===== Exercise inputs =====
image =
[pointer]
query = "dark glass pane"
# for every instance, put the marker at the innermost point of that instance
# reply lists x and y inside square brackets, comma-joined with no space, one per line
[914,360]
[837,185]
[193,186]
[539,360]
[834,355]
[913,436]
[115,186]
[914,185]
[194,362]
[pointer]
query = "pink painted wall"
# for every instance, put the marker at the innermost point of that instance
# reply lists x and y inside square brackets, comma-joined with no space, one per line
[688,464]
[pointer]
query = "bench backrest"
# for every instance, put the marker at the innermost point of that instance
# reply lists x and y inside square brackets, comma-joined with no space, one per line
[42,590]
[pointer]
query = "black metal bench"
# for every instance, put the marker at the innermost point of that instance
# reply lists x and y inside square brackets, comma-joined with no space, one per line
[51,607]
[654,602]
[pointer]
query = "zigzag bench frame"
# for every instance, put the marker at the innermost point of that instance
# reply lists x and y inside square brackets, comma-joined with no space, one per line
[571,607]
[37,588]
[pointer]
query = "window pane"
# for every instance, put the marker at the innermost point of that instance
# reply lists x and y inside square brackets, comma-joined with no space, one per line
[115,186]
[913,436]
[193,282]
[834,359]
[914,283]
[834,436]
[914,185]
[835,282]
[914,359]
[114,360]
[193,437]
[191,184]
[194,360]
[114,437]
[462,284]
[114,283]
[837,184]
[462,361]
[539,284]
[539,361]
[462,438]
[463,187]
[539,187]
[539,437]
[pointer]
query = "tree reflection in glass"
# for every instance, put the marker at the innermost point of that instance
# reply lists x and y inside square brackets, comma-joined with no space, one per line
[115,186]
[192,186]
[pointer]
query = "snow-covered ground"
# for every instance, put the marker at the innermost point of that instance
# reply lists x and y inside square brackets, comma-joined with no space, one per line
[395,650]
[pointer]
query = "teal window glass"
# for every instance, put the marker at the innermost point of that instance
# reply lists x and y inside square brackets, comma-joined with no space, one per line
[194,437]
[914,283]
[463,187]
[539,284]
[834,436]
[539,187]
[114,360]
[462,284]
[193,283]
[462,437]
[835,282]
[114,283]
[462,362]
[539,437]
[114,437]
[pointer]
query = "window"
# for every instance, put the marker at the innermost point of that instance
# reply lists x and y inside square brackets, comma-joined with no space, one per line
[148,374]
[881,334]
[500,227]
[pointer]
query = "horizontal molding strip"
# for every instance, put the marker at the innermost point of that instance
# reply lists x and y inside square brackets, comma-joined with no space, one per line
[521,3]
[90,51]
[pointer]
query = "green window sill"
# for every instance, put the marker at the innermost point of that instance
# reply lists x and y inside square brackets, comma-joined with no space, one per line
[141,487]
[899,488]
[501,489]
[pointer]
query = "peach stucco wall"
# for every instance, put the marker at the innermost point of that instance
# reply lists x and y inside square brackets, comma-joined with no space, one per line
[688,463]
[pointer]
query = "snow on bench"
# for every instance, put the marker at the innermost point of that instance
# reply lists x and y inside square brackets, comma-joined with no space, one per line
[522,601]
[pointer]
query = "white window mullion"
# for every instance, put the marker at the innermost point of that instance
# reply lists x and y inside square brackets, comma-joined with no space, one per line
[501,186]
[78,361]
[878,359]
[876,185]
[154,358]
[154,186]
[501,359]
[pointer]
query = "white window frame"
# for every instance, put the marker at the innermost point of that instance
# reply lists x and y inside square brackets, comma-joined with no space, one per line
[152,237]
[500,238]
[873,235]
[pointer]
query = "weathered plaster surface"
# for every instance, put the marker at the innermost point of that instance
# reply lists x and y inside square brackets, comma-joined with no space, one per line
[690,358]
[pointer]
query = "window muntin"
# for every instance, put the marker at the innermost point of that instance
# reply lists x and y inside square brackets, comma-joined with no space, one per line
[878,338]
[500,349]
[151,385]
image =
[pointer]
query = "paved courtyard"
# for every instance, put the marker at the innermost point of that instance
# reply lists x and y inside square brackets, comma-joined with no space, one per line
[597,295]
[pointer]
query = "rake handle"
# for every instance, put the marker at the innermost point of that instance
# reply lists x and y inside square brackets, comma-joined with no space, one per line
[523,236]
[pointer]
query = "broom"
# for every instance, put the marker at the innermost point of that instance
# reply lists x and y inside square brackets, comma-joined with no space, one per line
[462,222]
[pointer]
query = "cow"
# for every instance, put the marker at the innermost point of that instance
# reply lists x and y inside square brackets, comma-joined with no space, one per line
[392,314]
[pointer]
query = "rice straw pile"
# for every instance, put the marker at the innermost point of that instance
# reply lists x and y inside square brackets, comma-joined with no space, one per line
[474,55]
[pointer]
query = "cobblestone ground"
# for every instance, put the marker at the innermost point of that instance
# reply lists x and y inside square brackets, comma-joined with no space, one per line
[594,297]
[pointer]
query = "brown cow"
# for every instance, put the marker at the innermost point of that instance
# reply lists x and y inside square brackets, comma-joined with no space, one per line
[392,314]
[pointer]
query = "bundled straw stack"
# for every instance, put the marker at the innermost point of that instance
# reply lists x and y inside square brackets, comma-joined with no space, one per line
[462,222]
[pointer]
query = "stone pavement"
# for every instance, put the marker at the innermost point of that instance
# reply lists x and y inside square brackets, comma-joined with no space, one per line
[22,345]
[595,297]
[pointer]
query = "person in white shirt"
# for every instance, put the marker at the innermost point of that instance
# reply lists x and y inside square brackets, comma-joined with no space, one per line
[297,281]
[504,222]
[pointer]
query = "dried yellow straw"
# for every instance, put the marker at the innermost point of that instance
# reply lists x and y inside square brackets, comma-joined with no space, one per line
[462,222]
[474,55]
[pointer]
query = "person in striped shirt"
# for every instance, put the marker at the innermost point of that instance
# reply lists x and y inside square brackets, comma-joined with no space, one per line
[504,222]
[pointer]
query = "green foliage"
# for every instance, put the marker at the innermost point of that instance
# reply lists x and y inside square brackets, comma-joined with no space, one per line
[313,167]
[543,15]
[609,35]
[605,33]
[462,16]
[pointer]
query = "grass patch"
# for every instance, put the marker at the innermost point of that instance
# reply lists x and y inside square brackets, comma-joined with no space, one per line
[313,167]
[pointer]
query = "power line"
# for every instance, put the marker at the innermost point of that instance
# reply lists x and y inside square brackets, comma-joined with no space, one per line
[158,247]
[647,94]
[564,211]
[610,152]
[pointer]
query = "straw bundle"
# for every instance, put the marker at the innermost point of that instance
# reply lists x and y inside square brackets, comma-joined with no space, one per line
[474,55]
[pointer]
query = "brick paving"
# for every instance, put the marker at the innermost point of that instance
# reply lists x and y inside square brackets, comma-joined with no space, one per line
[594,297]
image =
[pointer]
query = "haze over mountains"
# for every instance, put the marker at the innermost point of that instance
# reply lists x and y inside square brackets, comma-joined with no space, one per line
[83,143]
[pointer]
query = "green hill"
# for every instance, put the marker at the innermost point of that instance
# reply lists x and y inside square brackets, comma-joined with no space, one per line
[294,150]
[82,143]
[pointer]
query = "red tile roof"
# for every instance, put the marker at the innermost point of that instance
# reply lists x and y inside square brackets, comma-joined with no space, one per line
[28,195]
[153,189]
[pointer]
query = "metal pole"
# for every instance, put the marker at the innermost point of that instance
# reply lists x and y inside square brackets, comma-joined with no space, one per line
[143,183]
=====
### Your objective
Copy the material above back out, exactly as written.

### Correct output
image =
[pointer]
query = "dark glass pane"
# for every instance, put the marker at the innermost point of that instance
# reply lists x and y inside square brackets, comma-joined with no space, one per line
[914,360]
[837,185]
[193,186]
[539,360]
[834,355]
[913,436]
[115,186]
[914,185]
[194,362]
[pointer]
query = "pink painted wall"
# for every instance, put the marker at the innermost point of that instance
# reply lists x and y inside square brackets, comma-joined with no space, one per line
[688,464]
[pointer]
query = "bench backrest"
# for every instance, put the marker at the innermost point of that instance
# reply lists x and y inside square brackets, comma-joined with no space, one per line
[42,590]
[pointer]
query = "black metal bench"
# for every instance, put the marker at the innermost point of that instance
# reply lists x and y inside square brackets, comma-joined with no space, one per line
[51,607]
[654,602]
[pointer]
query = "zigzag bench frame"
# for every instance, put the marker at the innermost point of that instance
# reply lists x and y inside square brackets, comma-joined with no space, one per line
[571,607]
[37,588]
[pointer]
query = "window pane"
# for every instance, put the marker at the innermost point of that instance
# reply lists x and y inside square brackets, comma-joined with no space, one per line
[115,186]
[913,436]
[193,282]
[834,359]
[914,283]
[834,436]
[914,185]
[835,282]
[914,359]
[114,360]
[193,437]
[191,184]
[194,360]
[114,437]
[462,284]
[114,283]
[837,184]
[462,361]
[539,284]
[539,361]
[462,438]
[463,187]
[539,187]
[539,437]
[pointer]
query = "tree reflection in glass"
# for every instance, put the marker at the innermost point of that instance
# reply lists x and y inside square brackets, comma-joined with no space, one per line
[115,186]
[192,186]
[pointer]
query = "snow-covered ground"
# for every instance, put the marker at the innermost point of that instance
# reply lists x and y inside square brackets, comma-joined with no space, one per line
[395,650]
[pointer]
query = "teal window glass"
# for every instance, put the marker at the innermost point of that instance
# reply lists x and y inside square brackets, comma-joined with no space, one per line
[194,437]
[914,283]
[463,187]
[539,284]
[834,436]
[539,187]
[114,360]
[462,284]
[193,283]
[462,437]
[835,282]
[114,283]
[462,362]
[539,437]
[114,437]
[pointer]
query = "window"
# for every instance, put the marker at the innermost point of that instance
# reply lists x and y inside square brackets, comma-joined with no space, one per line
[148,374]
[881,334]
[500,227]
[pointer]
query = "horizontal molding strip"
# for every instance, put the marker at the innermost point of that instance
# reply lists x and y inside square brackets, comma-joined with no space, one per line
[521,3]
[90,51]
[pointer]
query = "green window sill"
# for every instance, put the marker at the innermost point of that instance
# reply lists x and y inside square brackets, comma-joined with no space, one per line
[141,487]
[899,488]
[501,489]
[pointer]
query = "peach stucco wall"
# for every instance, put the marker at the innermost point of that instance
# reply lists x and y inside square brackets, comma-joined with no space, one per line
[688,463]
[pointer]
query = "snow on bench"
# for every instance, put the marker at the innermost point of that instance
# reply lists x and y inside square brackets, comma-joined with no space, one per line
[522,601]
[pointer]
query = "white window mullion"
# for every instance, put the marker at the innermost point of that instance
# reply lists x and y inside square brackets, comma-joined with no space, one per line
[501,186]
[78,361]
[878,359]
[876,185]
[154,358]
[154,186]
[501,359]
[pointer]
query = "white window frame"
# for every instance, put the marker at the innermost point of that instance
# reply lists x and y inside square brackets, comma-joined with no space, one per line
[152,237]
[500,238]
[873,235]
[pointer]
query = "weathered plaster surface"
# for every instance, put the marker at the innermost point of that instance
# reply lists x and y inside square brackets, comma-joined with no space, one per line
[690,358]
[pointer]
query = "window muntin"
# for every instance, put the marker at the innermost point of that instance
# reply lists x and y inside square brackets, comma-joined with no space, one per line
[878,338]
[500,349]
[151,385]
image =
[pointer]
query = "paved courtyard"
# for every instance, put the marker at the innermost point of that instance
# reply lists x and y inside square brackets, comma-joined with no space, one per line
[597,295]
[pointer]
query = "rake handle"
# for every instance, put the marker at the innermost point of that instance
# reply lists x and y inside square brackets, comma-joined with no space, one per line
[523,236]
[pointer]
query = "broom"
# for every instance, put the marker at the innermost point of that instance
# reply lists x and y inside square brackets, comma-joined with no space, one per line
[462,222]
[pointer]
query = "cow"
# for every instance, put the marker at the innermost point of that instance
# reply lists x and y inside square brackets, comma-joined with no space, one per line
[392,314]
[pointer]
query = "rice straw pile"
# for every instance, put the marker at the innermost point of that instance
# reply lists x and y inside square brackets, comma-joined with no space, one per line
[474,55]
[pointer]
query = "cobblestone ground"
# for every instance, put the marker at the innermost point of that instance
# reply lists x and y inside square brackets, comma-joined with no space, one per line
[594,297]
[pointer]
query = "brown cow"
# for every instance, put the marker at the innermost point of that instance
# reply lists x and y inside square brackets, comma-joined with no space, one per line
[392,314]
[pointer]
query = "bundled straw stack"
# for every instance, put the marker at the innermost point of that instance
# reply lists x and y inside square brackets, comma-joined with no space, one per line
[462,222]
[pointer]
query = "stone pavement"
# for every instance, put the marker at the innermost point of that instance
# reply lists x and y inside square brackets, comma-joined with no space, one per line
[22,345]
[595,297]
[pointer]
query = "person in white shirt"
# for every instance, put the marker at the innermost point of that instance
# reply lists x and y inside square brackets, comma-joined with no space, one per line
[297,281]
[504,222]
[pointer]
query = "dried yellow straw"
# for every instance, put the marker at the innermost point of that instance
# reply lists x and y inside square brackets, comma-joined with no space, one per line
[462,222]
[474,55]
[pointer]
query = "person in striped shirt"
# for every instance, put the marker at the innermost point of that instance
# reply lists x and y inside square brackets, comma-joined with no space, one per line
[504,222]
[pointer]
query = "green foliage"
# for every instance, put the marker at the innermost point of that instance
# reply lists x and y inside square brackets, comma-joined with no space, one per line
[313,167]
[543,15]
[609,35]
[605,33]
[462,16]
[pointer]
query = "grass patch"
# for every instance, put the marker at the innermost point of that instance
# reply lists x and y inside square brackets, comma-joined with no space, one per line
[313,167]
[pointer]
query = "power line"
# for every instance, put the marker at the innermost point of that instance
# reply lists x and y inside square brackets, comma-joined with no space, one per line
[158,247]
[647,94]
[564,211]
[610,152]
[pointer]
query = "straw bundle"
# for every instance, put the marker at the innermost point of that instance
# reply lists x and y inside square brackets, comma-joined with no space, one per line
[474,55]
[pointer]
query = "brick paving"
# for every instance, put the marker at the innermost point of that instance
# reply lists x and y inside square brackets, comma-joined with no space, one per line
[594,297]
image =
[pointer]
query = "haze over mountains"
# for every instance, put the marker at the innermost point of that instance
# reply lists x and y inside square brackets, comma-joined with no space, one per line
[83,143]
[pointer]
query = "green hill"
# for every instance, put the marker at the innermost point of that instance
# reply lists x and y inside square brackets, comma-joined with no space, one per line
[294,150]
[82,143]
[pointer]
query = "red tile roof"
# for every instance, put the marker at the innermost point of that instance
# reply lists x and y inside square brackets, comma-joined with no space, one per line
[28,195]
[153,189]
[pointer]
query = "metal pole"
# for every instance, put the marker at the innermost point of that instance
# reply lists x and y inside square brackets, comma-joined with no space, one per line
[143,183]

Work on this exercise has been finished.